>> START Supplied passage
The CTH products from FY-4A and DSCOVR satellites both exhibit distinctly linear point distributions for single-layer clouds, with their primary difference manifested in slope variations. In contrast, under multi-layer cloud conditions, their distribution characteristics show marked differences. FY-4A data points are predominantly clustered in the upper right corner near the 1:1 line, while DSCOVR data points concentrate densely in the lower right corner. The two products demonstrate fundamentally distinct discrepancy patterns between single-layer and multi-layer clouds. These layer-dependent patterns suggest that combining both satellite products may effectively identify the number of layers.

3. Methodology

3.1. Spatiotemporal Collocation

3.1.1. Matching for Model Training

To optimized the cloud heights from FY-4A and DSCOVR using the 2B-CLDCLASS-LIDAR CTH as ground truth, we established a multi-sensor dataset that was collocated in both space and time through the following strict screening criteria: (1) temporal collocation, which requires near-simultaneous satellite transits, and (2) spatial consistency, which requires co-located valid data from all three sensors within a defined geographic domain. The filtered pixels (FY-4A and DSCOVR) and soundings (CloudSat/CALIPSO) are recognized as temporally concurrent and spatially adjacent. Figure 3 illustrates the overlap of FY-4A, DSCOVR, and CloudSat/CALIPSO at several consecutive times.
A key challenge in fusing these datasets is the significant mismatch in their observational characteristics. The instruments operate on different schedules and spatial resolutions: FY-4A provides imagery with a spatial resolution of 4 km every 15 min; DSCOVR provides imagery with a spatial resolution of 8 km every 66 to 108 min, with the observations for the 10 wavelengths taken over a time span of 7 min; while CloudSat/CALIPSO offers fine-resolution (1.4 km) along-track soundings approximately every 98 min. Due to this lack of spatiotemporal synchronization, exact co-locations are rare. Consequently, this study suggests a spatiotemporal proximate matching strategy, outlined as follows:
1.
Temporal Pre-Screening: FY-4A and DSCOVR images are selected based on their imaging times and CloudSat/CALIPSO’s flight plan. One CloudSat/CALIPSO orbit may correspond to multiple FY-4A images. This is because, when CloudSat/CALIPSO passes through the sunlit side of the Earth, FY-4A captures images many times with a much higher frequency than that of CloudSat/CALIPSO.
2.
Spatial Matching: Given the large number of pixels in the images, global brute-force matching is time-consuming. Therefore, we employ a two-step method to improve the matching efficiency. First, for each CloudSat/CALIPSO sounding, we define a 3° × 3° bounding box (approximately 1.5° in each direction) and discard all FY-4A and DSCOVR pixels falling outside this area. Second, we calculate the geodesic distance from each of these candidate pixels in the box to the sounding using the Haversine formula [27]. The closest pixel is then identified, and to ensure high spatial consistency, the geodesic distance from the matched FY-4A and DSCOVR pixels to the sounding should be less than 5 km.
>> END Supplied passage
>> START Dataset
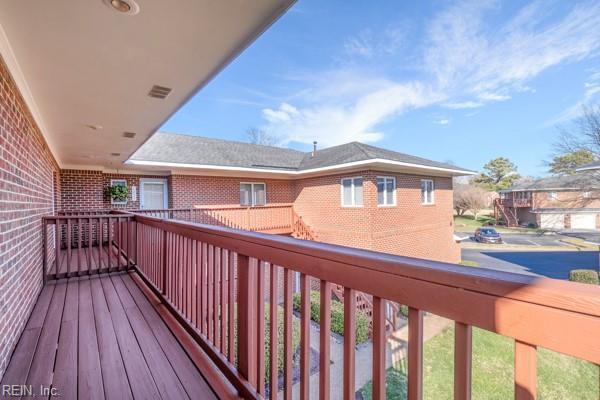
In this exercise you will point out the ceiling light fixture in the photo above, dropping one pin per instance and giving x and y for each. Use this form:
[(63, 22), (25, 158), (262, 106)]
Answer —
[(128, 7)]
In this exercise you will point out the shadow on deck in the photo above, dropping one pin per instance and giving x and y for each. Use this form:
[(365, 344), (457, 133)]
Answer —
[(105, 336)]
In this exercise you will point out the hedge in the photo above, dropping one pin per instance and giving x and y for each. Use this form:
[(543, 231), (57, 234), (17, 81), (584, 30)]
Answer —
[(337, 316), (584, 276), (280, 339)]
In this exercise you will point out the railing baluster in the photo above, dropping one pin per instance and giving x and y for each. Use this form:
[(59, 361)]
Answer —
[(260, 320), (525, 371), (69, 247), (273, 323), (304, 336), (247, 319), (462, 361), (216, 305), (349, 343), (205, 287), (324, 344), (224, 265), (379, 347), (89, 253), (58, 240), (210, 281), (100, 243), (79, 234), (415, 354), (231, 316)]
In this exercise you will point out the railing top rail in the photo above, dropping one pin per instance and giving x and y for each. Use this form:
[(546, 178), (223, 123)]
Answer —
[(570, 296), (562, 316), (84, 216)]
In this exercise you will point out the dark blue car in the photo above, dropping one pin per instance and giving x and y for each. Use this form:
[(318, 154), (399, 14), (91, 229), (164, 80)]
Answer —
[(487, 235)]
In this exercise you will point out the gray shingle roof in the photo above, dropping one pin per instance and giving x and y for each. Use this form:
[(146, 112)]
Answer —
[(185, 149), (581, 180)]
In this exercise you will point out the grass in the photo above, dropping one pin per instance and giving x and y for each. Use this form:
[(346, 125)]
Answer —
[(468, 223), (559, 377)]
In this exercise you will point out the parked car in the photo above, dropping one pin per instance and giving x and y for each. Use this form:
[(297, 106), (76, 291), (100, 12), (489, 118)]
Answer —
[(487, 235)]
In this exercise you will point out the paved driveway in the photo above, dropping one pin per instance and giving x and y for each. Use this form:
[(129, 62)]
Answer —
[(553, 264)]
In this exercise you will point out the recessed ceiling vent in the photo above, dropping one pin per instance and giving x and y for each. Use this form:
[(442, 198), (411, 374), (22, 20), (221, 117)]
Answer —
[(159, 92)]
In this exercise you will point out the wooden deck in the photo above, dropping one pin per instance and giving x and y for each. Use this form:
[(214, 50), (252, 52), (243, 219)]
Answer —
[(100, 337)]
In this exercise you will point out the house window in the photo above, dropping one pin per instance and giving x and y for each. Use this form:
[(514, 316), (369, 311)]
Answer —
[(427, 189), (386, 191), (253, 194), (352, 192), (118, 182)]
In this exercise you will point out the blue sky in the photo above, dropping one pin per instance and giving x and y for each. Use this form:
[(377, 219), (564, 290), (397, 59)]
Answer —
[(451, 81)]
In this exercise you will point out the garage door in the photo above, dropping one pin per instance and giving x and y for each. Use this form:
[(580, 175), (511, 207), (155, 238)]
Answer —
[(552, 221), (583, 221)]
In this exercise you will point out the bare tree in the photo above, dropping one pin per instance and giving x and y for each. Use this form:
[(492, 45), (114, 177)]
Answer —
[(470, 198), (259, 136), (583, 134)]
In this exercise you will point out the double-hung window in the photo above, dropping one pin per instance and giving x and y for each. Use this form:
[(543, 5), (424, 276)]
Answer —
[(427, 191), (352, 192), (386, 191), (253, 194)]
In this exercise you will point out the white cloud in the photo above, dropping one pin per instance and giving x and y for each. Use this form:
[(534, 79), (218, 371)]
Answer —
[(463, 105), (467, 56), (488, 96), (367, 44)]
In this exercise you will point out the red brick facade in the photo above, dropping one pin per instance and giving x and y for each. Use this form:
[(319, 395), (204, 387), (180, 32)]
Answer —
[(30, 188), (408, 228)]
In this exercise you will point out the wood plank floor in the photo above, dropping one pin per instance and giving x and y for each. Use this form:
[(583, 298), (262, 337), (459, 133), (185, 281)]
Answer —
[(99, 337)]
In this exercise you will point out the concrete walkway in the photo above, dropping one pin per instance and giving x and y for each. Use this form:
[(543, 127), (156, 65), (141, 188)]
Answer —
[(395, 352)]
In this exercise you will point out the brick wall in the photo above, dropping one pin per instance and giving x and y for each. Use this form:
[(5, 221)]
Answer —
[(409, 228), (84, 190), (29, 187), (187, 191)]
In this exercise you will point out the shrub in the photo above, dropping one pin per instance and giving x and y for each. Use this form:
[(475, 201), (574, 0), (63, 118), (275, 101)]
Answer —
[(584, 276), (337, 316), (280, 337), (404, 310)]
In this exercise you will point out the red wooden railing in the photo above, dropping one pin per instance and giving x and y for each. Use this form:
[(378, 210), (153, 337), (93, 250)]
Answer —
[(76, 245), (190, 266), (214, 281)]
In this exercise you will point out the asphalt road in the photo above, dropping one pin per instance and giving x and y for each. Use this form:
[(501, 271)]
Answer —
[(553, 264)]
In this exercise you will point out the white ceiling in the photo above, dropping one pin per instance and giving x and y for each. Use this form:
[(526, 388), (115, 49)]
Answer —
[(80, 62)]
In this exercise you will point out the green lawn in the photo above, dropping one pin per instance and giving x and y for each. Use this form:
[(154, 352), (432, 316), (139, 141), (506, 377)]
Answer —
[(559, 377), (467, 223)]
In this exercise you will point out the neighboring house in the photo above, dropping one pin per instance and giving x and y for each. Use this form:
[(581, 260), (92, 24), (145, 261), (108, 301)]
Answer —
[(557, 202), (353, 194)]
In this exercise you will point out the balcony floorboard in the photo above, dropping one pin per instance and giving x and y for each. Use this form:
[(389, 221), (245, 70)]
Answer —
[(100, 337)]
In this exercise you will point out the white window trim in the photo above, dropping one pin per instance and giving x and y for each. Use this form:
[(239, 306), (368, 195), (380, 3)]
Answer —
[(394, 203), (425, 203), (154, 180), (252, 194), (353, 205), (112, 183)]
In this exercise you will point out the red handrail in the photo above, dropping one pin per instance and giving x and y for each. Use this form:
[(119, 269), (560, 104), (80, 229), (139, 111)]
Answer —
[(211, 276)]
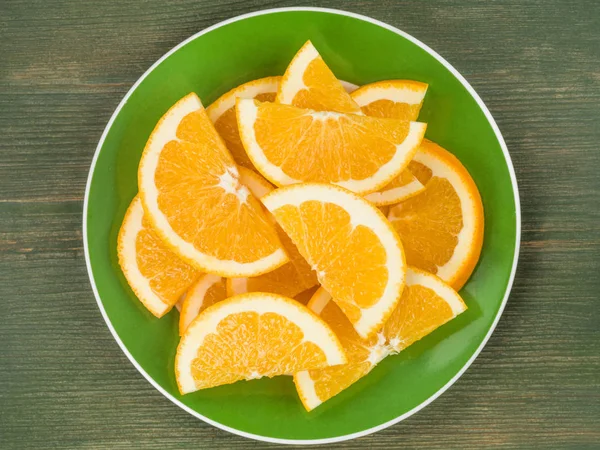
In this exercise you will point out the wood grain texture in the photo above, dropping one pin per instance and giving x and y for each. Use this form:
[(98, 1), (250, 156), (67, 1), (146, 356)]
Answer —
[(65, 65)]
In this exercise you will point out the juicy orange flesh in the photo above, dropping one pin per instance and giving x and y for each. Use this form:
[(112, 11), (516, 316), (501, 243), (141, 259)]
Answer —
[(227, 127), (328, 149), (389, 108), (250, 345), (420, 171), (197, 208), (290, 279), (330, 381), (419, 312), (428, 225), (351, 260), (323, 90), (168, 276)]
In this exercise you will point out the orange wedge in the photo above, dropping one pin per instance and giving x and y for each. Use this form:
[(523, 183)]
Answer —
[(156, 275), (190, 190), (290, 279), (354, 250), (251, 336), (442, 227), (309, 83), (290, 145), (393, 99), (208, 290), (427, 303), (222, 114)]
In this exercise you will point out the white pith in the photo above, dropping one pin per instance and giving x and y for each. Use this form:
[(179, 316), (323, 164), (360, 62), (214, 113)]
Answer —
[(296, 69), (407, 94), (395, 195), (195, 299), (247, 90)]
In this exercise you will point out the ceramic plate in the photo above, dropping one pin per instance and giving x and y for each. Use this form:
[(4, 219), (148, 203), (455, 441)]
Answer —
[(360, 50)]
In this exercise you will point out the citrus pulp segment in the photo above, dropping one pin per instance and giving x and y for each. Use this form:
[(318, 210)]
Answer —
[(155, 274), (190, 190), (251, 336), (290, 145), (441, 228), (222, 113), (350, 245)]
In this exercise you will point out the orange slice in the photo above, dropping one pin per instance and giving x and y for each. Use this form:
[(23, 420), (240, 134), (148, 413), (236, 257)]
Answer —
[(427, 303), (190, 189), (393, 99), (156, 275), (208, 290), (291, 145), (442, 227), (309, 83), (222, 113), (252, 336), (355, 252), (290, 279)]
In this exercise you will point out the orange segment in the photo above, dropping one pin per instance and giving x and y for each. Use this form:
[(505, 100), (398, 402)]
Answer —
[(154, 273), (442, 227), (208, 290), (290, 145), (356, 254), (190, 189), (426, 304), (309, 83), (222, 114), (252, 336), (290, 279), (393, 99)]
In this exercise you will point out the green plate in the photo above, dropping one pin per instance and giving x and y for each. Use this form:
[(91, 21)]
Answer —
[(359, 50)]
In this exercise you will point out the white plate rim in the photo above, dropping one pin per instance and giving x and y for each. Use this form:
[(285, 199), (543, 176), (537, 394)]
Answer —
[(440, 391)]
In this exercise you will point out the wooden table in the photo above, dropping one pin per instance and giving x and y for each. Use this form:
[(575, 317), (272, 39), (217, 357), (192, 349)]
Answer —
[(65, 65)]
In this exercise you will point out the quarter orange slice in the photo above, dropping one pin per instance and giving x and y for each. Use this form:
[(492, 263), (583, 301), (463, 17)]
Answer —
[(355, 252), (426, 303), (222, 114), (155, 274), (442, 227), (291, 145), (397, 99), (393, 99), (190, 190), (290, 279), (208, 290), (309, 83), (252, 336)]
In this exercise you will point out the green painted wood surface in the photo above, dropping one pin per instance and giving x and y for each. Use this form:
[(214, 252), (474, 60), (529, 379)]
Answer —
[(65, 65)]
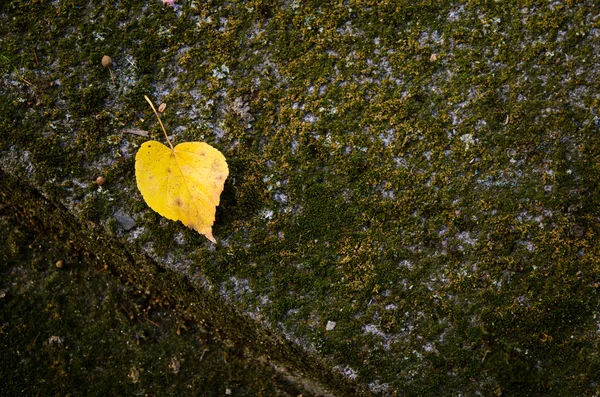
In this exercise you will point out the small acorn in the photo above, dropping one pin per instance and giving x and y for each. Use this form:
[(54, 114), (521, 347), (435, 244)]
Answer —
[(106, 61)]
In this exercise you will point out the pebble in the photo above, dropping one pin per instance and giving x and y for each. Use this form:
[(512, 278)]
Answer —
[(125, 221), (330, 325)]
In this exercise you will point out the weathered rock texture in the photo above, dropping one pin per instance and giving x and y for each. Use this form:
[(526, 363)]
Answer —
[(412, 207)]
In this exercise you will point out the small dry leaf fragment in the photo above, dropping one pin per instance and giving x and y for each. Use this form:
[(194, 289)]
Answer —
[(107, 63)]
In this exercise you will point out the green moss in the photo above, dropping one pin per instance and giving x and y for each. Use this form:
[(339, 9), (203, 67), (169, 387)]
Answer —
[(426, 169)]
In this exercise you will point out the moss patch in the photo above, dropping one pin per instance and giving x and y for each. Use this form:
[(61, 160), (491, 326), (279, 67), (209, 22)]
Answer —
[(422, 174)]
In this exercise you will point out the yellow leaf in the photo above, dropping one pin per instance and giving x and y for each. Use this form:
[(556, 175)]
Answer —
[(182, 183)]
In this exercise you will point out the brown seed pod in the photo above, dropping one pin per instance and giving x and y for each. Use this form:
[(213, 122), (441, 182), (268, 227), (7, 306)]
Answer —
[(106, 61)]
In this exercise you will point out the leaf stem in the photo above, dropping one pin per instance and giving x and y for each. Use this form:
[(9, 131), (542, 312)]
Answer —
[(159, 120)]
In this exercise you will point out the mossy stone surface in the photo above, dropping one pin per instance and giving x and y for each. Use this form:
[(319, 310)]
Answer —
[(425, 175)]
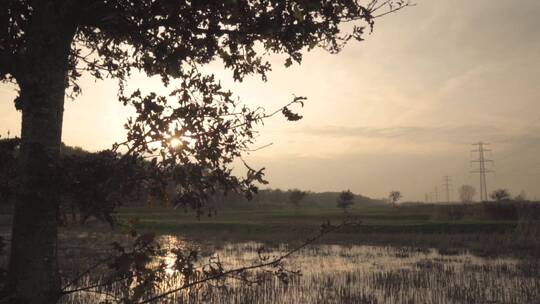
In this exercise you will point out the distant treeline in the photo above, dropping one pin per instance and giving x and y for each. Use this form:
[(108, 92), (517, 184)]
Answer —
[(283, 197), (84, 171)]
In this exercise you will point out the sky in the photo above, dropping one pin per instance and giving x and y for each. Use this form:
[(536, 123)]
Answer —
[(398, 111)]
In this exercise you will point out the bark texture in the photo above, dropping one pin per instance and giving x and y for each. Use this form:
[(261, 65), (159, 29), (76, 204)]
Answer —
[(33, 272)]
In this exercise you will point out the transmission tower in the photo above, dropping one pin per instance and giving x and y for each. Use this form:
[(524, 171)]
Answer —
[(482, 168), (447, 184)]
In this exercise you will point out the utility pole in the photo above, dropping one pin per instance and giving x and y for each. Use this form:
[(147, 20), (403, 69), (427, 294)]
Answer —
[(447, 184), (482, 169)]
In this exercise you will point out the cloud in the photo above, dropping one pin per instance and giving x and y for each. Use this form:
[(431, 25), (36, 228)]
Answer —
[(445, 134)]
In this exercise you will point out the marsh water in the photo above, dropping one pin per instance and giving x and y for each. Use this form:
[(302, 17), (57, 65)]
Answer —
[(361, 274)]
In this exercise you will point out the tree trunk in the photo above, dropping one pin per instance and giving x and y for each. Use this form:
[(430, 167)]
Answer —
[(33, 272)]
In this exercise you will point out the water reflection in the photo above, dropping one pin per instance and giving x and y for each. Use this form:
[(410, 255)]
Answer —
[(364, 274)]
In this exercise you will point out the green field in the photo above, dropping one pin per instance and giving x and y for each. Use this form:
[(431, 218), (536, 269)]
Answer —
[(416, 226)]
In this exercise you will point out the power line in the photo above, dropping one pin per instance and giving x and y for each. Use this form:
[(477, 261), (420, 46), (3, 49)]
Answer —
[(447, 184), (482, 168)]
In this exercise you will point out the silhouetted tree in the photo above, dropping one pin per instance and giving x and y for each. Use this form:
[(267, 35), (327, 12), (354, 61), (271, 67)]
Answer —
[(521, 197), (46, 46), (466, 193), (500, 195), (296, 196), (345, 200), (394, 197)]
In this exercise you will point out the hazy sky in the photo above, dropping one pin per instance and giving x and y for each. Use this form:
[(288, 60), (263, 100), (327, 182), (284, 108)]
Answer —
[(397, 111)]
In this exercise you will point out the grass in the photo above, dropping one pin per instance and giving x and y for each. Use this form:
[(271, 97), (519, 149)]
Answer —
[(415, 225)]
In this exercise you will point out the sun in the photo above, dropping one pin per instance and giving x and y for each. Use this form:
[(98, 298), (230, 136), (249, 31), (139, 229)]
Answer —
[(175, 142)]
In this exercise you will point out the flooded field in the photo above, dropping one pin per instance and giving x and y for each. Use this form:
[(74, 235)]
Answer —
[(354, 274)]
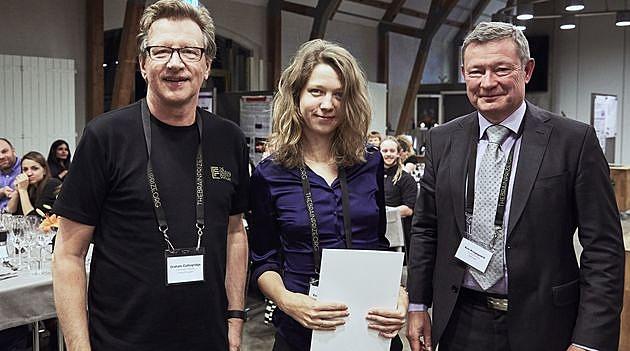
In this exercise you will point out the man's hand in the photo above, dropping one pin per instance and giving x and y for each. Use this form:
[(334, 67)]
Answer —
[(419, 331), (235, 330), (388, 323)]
>> END Dataset
Exercise aim »
Can you carry on the passage about matching cloud-top heights from FY-4A, DSCOVR, and CloudSat/CALIPSO from the point where it stops?

Answer for this exercise »
3.
Temporal Matching: A temporal matching is carried out at the pixel level. If the time difference between the matched FY-4A and DSCOVR pixels and the CloudSat/CALIPSO sounding is less than 15 min, they are considered to have been captured within the adjacent time frame. The 15 min threshold is chosen as a compromise between dataset size and physical consistency. A stricter window (< 5 min) was found to discard over 80% of potential matches. Conversely, a longer window is physically questionable, as the cloud properties from a fixed-point perspective significantly decorrelate on a timescale of about 15.5 min [28]. Furthermore, the 15 min window is designed to accommodate occasional 30 min gaps in the FY-4A data stream, ensuring better data matching.

3.1.2. Matching for Model Application

In the model application phase, we have to perform spatiotemporal matching of the FY-4A and DSCOVR cloud products and apply the model to the matched data to optimize the CTH/CVE in the overlapping areas of the FY-4A and DSCOVR cloud products. The matching method is similar to that in Section 3.1.1. Since the DSCOVR cloud product has a lower spatial resolution, we center the matching process on DSCOVR pixels and find the spatiotemporally closest FY-4A pixels.

3.2. CTH/CVE Optimization

The different error distributions of FY-4A and DSCOVR in Figure 1, along with the strong correlation between their errors and cloud height in Figure 2, suggest that the differences between these cloud products can reflect different types of cloud systems and even indicate their deviations from the actual cloud top height. Following this line of thought, we present an algorithm made up of three models: the cloud layer number (CLN) model, designed to identify single-layer and multi-layer cloud systems; the cloud top height (CTH) model, which directly optimizes the cloud top height; and the cloud vertical extent (CVE) model, which is for indirectly calculating the cloud base height.

3.2.1. Dataset Splitting

A total of 332,194 cloudy pixels were collected and divided into two groups with a 1:4 ratio. The first group was used for the CLN model, while the second was for the CTH/CVE model. For each dataset, we split it into training, validation, and test sets in an 8:1:1 ratio again and trained the three models mentioned individually.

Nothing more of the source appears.